*** Begin section ***

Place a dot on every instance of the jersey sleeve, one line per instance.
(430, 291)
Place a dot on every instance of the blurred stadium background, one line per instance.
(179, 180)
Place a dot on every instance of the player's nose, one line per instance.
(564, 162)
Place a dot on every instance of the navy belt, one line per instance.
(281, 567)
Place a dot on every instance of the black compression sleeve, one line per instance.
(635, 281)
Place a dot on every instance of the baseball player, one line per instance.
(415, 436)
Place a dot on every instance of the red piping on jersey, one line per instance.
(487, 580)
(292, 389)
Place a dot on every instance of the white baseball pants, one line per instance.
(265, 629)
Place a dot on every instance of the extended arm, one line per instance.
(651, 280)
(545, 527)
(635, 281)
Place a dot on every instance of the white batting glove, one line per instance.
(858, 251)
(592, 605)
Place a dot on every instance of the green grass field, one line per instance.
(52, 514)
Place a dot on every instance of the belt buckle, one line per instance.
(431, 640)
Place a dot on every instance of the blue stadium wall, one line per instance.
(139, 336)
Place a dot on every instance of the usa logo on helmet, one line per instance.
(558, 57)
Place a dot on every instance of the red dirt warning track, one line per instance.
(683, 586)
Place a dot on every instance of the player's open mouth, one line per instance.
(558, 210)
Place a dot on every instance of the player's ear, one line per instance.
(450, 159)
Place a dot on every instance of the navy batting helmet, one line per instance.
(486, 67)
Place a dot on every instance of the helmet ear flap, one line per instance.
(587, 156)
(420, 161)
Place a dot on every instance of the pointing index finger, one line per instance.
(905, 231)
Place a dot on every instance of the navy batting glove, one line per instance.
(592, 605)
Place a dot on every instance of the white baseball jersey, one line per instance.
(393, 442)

*** End section ***
*** Begin section ***

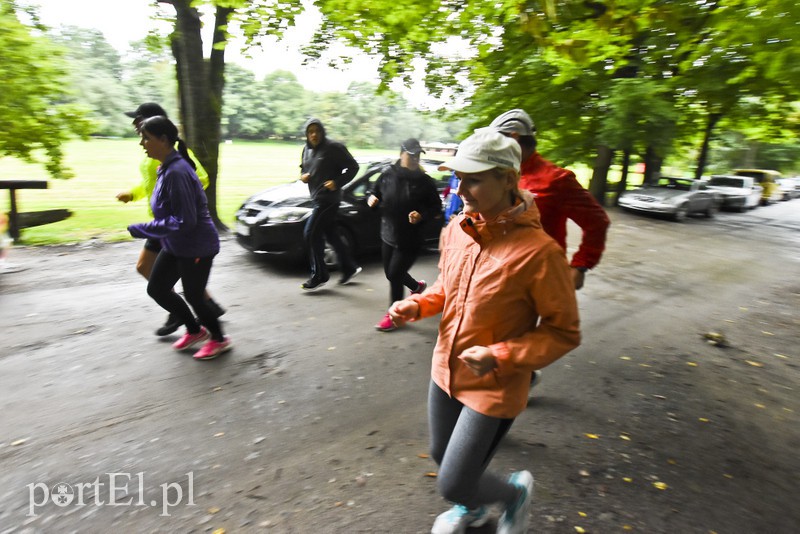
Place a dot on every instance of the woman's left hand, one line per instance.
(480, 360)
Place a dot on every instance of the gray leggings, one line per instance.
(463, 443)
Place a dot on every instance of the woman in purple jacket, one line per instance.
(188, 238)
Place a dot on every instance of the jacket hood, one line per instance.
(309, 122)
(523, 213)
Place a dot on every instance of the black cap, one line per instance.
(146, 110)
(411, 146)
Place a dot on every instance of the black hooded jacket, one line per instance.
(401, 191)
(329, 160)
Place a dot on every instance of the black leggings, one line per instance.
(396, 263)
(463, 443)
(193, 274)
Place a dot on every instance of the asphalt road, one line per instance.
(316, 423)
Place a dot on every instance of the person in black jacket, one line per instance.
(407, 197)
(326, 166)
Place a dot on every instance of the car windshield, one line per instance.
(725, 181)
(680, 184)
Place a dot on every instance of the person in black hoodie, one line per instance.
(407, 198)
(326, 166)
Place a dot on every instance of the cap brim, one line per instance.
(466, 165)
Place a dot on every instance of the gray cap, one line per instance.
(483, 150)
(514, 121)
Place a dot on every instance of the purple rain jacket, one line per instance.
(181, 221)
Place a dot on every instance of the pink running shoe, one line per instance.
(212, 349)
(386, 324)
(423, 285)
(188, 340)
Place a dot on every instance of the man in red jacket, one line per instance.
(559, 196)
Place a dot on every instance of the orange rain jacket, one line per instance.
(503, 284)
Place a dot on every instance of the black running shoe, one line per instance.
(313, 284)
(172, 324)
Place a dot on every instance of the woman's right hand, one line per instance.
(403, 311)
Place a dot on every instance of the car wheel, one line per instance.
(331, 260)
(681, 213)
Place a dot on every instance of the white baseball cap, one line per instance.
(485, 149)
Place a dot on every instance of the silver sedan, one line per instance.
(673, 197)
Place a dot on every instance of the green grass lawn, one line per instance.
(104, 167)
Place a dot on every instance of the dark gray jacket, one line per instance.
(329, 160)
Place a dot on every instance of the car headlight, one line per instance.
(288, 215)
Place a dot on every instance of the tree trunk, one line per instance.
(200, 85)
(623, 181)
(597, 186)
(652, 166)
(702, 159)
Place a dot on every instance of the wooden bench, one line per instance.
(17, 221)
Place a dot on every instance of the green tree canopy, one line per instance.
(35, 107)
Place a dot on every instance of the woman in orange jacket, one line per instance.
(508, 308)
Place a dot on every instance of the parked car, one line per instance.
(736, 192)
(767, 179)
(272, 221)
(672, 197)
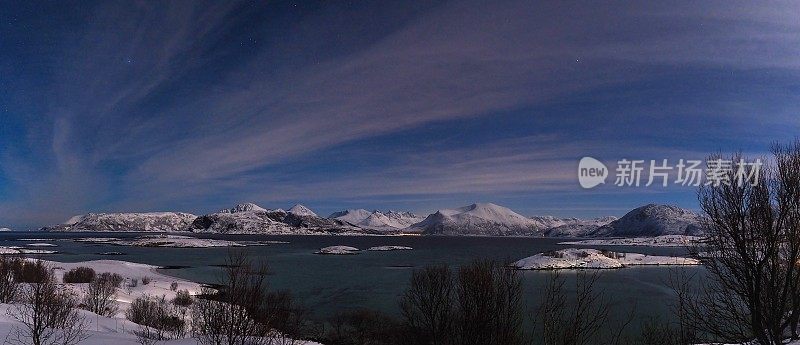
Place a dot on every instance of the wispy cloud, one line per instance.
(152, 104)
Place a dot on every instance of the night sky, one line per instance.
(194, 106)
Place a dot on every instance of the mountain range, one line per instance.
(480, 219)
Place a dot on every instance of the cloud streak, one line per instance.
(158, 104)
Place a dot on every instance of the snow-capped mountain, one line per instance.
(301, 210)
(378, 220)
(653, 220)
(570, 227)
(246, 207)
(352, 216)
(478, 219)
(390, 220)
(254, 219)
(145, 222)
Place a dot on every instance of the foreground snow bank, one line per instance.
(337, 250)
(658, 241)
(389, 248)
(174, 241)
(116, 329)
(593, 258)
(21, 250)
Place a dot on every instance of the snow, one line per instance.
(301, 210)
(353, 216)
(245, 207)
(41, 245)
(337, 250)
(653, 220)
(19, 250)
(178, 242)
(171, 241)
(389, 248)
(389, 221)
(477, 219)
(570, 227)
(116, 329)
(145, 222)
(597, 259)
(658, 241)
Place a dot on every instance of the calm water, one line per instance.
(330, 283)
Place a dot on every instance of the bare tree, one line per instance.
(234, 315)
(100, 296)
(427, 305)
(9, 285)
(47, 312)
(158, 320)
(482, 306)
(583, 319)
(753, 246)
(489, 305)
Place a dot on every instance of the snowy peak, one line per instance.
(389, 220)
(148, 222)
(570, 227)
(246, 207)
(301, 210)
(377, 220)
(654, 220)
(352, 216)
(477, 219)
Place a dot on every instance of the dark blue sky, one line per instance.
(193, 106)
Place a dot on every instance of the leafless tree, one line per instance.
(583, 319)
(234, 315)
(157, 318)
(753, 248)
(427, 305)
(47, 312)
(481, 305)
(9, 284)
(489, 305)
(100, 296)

*** End section ***
*** Begin section ***

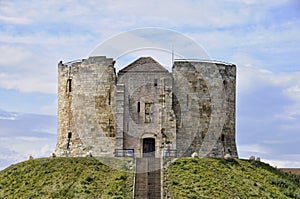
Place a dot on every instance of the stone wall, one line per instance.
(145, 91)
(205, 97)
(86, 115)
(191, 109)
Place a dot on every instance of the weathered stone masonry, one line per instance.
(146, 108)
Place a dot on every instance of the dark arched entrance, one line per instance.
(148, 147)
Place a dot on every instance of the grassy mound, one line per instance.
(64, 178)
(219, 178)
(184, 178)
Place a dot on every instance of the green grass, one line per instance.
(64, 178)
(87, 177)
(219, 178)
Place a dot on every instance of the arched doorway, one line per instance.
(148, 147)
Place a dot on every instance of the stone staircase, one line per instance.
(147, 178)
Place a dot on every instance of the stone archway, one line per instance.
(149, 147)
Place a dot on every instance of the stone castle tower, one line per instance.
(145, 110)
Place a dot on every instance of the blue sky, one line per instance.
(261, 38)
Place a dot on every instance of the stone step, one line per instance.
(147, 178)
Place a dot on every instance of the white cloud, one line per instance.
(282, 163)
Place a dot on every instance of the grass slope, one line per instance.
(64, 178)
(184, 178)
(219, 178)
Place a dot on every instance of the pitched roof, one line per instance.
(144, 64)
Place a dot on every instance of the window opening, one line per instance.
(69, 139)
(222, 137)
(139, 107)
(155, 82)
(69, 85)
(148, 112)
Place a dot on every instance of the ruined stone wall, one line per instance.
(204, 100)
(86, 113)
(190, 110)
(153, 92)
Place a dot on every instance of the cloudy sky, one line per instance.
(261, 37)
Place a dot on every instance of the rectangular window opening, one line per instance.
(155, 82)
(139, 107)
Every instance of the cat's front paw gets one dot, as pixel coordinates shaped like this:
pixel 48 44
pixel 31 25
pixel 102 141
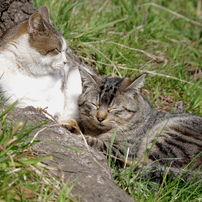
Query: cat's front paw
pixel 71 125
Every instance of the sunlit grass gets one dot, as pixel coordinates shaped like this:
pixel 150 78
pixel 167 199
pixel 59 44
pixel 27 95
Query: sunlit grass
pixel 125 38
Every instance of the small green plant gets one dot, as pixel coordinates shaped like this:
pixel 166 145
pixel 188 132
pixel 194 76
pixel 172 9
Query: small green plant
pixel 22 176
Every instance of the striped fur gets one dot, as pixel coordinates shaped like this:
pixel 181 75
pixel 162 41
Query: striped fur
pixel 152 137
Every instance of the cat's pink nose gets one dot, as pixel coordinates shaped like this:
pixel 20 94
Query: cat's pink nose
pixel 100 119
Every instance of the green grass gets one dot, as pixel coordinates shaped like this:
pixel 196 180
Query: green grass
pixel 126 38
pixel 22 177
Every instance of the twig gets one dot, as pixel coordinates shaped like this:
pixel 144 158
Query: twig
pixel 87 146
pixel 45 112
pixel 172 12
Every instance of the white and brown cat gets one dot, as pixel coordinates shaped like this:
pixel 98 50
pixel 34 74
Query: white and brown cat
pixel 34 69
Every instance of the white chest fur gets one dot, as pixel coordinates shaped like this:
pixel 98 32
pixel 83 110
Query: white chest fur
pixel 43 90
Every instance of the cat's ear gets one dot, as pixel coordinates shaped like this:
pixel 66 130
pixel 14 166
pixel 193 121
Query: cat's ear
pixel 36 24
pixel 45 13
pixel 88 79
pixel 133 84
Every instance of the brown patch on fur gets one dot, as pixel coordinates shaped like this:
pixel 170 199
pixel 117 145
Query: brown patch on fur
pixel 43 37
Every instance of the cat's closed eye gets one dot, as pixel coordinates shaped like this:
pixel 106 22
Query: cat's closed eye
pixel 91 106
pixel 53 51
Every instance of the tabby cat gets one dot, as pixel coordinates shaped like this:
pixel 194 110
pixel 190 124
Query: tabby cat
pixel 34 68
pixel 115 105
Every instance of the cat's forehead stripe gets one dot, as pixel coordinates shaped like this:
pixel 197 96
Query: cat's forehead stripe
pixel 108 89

*** End section ***

■ Activity ■
Exactly the lines above, from the one containing "Place a dot on every instance of the rectangular" down to the one containing "pixel 166 145", are to be repeated, including both ends. Pictures are not part of the copy.

■ Output for this task ■
Place a dot on every instance of the rectangular window opening, one line per instance.
(155, 82)
(139, 107)
Every instance of the cat's front paw gets one dot, as pixel coordinates shaped like this:
pixel 48 44
pixel 31 25
pixel 102 141
Query: cat's front paw
pixel 71 125
Every instance of the sunlit grass gets one dot, as pixel coordinates shaped like this:
pixel 150 78
pixel 167 199
pixel 59 44
pixel 27 95
Query: sunlit grass
pixel 125 38
Every instance of the small green plant gets one dot, as pixel coordinates shaped like this:
pixel 166 145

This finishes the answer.